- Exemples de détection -
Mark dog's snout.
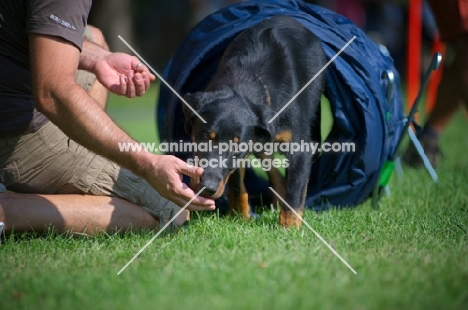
[200,181,219,197]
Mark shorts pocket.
[0,161,20,187]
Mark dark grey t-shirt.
[0,0,92,138]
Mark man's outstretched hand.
[144,155,215,211]
[93,53,156,98]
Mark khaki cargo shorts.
[0,26,188,224]
[0,122,180,222]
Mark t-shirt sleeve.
[26,0,92,51]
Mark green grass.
[0,87,468,310]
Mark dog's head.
[183,88,275,199]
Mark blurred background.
[89,0,436,77]
[89,0,450,147]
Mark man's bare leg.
[0,192,159,234]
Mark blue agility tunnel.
[157,0,405,210]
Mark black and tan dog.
[184,16,325,227]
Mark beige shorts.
[0,122,180,222]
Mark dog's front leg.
[228,167,250,220]
[279,153,312,228]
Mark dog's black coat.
[184,16,326,223]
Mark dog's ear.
[182,92,205,135]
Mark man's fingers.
[119,74,127,95]
[133,73,146,96]
[126,76,135,98]
[178,161,203,177]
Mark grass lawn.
[0,83,468,310]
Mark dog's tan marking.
[228,168,250,220]
[210,170,234,199]
[275,129,292,142]
[279,210,302,229]
[255,74,271,106]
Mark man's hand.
[79,40,156,98]
[94,53,156,98]
[144,155,215,211]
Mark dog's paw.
[279,210,302,229]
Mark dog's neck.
[255,74,271,106]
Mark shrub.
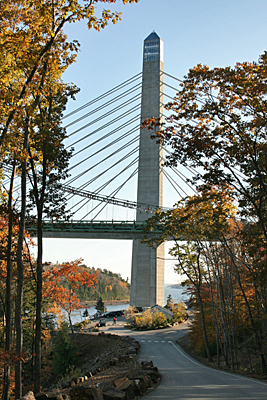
[53,322,77,377]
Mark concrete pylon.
[130,32,164,307]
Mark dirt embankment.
[32,333,160,400]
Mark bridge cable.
[67,157,138,209]
[64,83,141,128]
[72,117,140,158]
[62,72,142,119]
[67,94,141,141]
[66,104,141,149]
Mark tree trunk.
[196,285,212,361]
[2,162,16,400]
[34,211,43,393]
[15,123,29,399]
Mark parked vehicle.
[97,318,106,328]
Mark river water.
[68,285,188,324]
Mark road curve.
[100,322,267,400]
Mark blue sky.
[40,0,267,283]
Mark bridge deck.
[26,220,161,239]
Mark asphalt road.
[95,318,267,400]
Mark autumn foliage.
[143,52,267,376]
[43,260,98,332]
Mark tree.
[28,81,76,391]
[0,0,138,400]
[143,186,234,360]
[43,260,97,337]
[144,52,267,244]
[95,297,107,314]
[0,0,138,153]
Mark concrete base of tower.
[130,239,164,307]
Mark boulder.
[114,377,135,400]
[22,391,35,400]
[70,386,103,400]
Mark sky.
[39,0,267,283]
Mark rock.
[70,386,104,400]
[102,388,126,400]
[141,361,154,369]
[114,377,135,400]
[22,391,36,400]
[133,379,147,396]
[35,392,48,400]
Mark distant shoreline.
[81,299,130,307]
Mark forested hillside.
[71,266,130,301]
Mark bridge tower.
[130,32,164,307]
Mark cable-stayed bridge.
[21,32,199,306]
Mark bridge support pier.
[130,32,164,307]
[130,239,164,307]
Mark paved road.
[97,319,267,400]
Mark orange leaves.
[43,260,98,313]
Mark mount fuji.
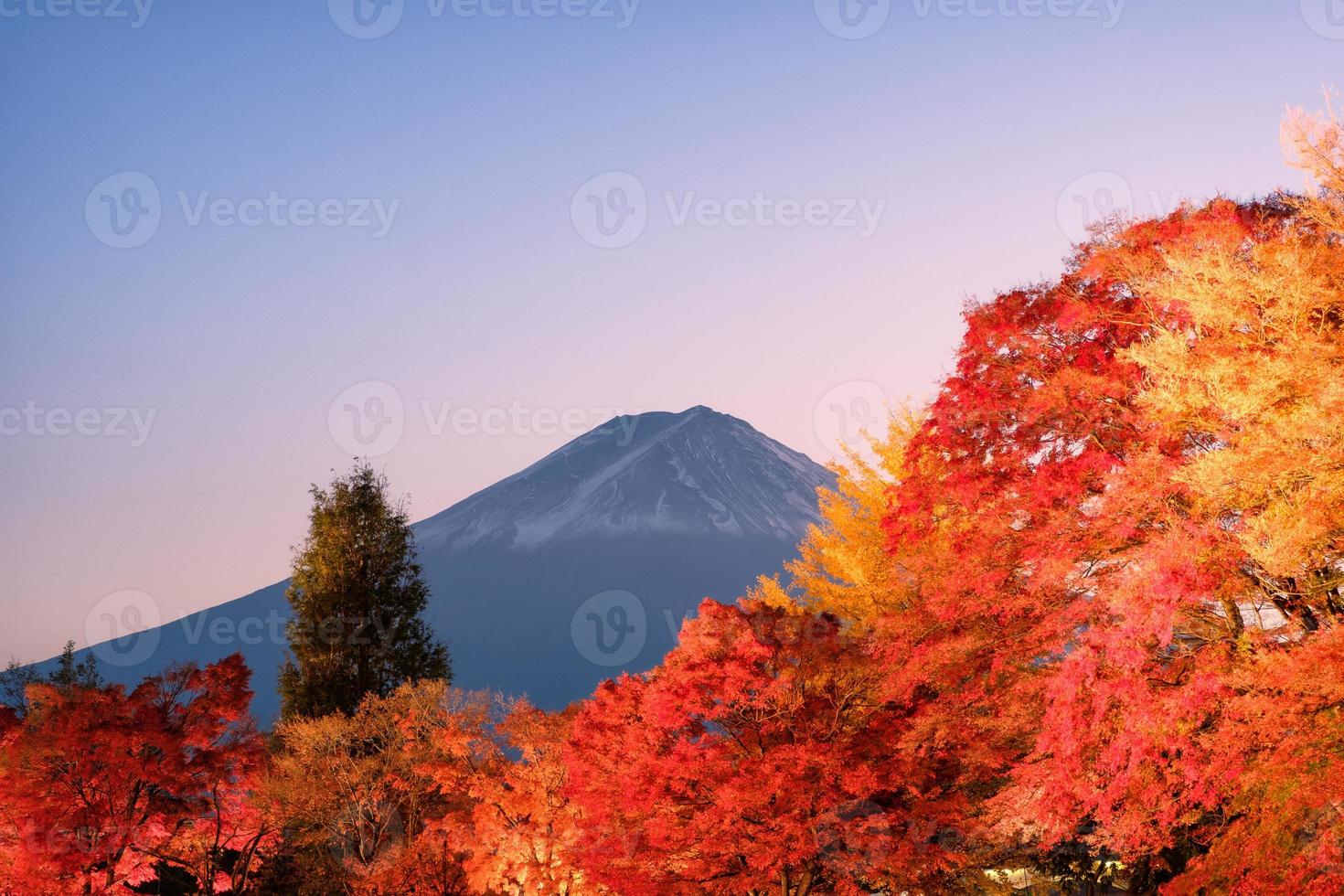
[60,407,833,724]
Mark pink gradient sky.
[0,0,1344,659]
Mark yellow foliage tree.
[1127,101,1344,630]
[749,409,921,626]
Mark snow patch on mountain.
[415,406,833,550]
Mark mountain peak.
[415,404,833,550]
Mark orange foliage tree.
[569,601,958,896]
[0,655,274,893]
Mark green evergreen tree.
[280,461,452,719]
[47,641,102,690]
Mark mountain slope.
[52,407,833,721]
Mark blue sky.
[0,0,1344,658]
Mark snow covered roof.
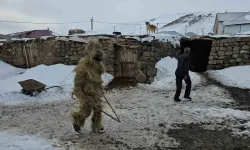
[217,12,250,25]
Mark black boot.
[73,124,82,133]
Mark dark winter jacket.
[175,54,189,77]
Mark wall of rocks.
[208,37,250,69]
[0,36,176,83]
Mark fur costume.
[72,41,105,133]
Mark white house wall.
[224,24,250,34]
[224,25,240,34]
[217,22,224,34]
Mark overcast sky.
[0,0,250,34]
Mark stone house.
[181,36,250,72]
[0,35,175,83]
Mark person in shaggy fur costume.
[71,41,105,133]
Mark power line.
[0,20,167,25]
[0,20,90,24]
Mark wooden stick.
[101,91,121,122]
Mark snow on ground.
[159,13,216,35]
[0,57,250,149]
[0,132,59,150]
[0,61,26,80]
[141,57,202,90]
[207,65,250,89]
[0,64,113,104]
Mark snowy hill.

- Consignes à suivre -
Pouvez-vous renvoyer à l'identique les lignes de la liste ci-dessus, du début jusqu'à la ligne contenant « [0,192,159,234] », celle-ci comprise, en omettant les images ?

- Réponse complète -
Mark dog's snout.
[200,181,219,197]
Mark shorts pocket.
[0,161,20,187]
Mark dark grey t-shirt.
[0,0,92,138]
Mark man's outstretched hand.
[144,155,215,211]
[93,53,156,98]
Mark khaki cargo shorts.
[0,26,188,224]
[0,122,180,222]
Mark t-shirt sleeve.
[26,0,92,51]
Mark green grass.
[0,87,468,310]
Mark dog's head.
[183,88,275,199]
Mark blurred background.
[89,0,436,77]
[89,0,450,147]
Mark man's bare leg.
[0,192,159,234]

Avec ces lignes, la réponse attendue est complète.